Answer from the patent abstract on proppant pack permeability:
1. According to the title, what kind of well are the compositions and methods for?
2. What must the degradable material be capable of undergoing downhole?
3. What does the proppant matrix formed in the fracture have?

— START Extract to read —

Compositions and methods for improving proppant pack permeability and fracture conductivity in a subterranean well
Abstract
The present invention relates to enhancing fluid flow from subterranean formations. More particularly, this invention relates to providing improved proppant matrixes within fractures in a subterranean formation. An example of the methods of increasing the conductivity of a fracture in a subterranean formation comprises the steps of providing a fracturing treatment fluid comprising a proppant composition, the proppant composition comprising proppant particulates and a degradable material capable of undergoing an irreversible degradation downhole; introducing the proppant composition to the fracture; and allowing the proppant composition to form a proppant matrix having voids in the fracture.

— END Extract to read —
— START Given information —

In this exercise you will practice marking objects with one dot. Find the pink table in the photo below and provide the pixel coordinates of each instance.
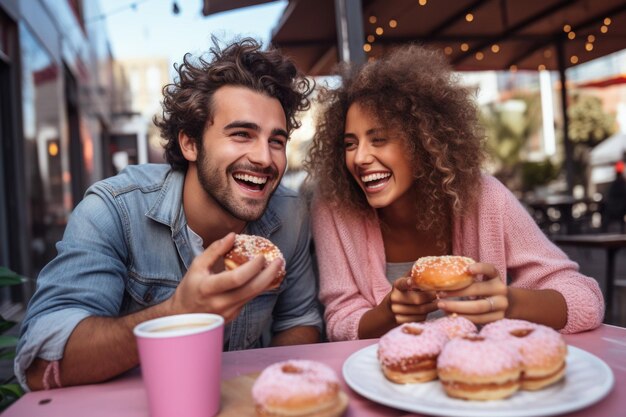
(125, 396)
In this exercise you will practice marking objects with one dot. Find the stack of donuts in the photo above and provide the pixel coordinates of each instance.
(504, 357)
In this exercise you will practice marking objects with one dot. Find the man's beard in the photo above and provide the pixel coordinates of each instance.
(216, 185)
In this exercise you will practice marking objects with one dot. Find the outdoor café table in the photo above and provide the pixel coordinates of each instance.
(611, 243)
(125, 395)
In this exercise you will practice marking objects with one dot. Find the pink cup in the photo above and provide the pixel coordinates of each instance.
(181, 361)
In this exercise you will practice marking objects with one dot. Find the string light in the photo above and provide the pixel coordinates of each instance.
(53, 149)
(131, 6)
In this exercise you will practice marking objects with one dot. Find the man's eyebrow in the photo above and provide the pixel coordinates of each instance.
(280, 132)
(240, 124)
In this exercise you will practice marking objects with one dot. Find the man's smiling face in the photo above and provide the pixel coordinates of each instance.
(242, 156)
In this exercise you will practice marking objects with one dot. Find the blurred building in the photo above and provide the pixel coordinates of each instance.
(146, 79)
(59, 95)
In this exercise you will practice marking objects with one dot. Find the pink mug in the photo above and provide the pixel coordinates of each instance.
(181, 361)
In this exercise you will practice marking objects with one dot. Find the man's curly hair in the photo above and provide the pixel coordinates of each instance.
(187, 102)
(413, 91)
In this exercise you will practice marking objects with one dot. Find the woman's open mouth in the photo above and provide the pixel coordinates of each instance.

— END Given information —

Answer to the exercise:
1. A subterranean well.
2. An irreversible degradation.
3. Voids.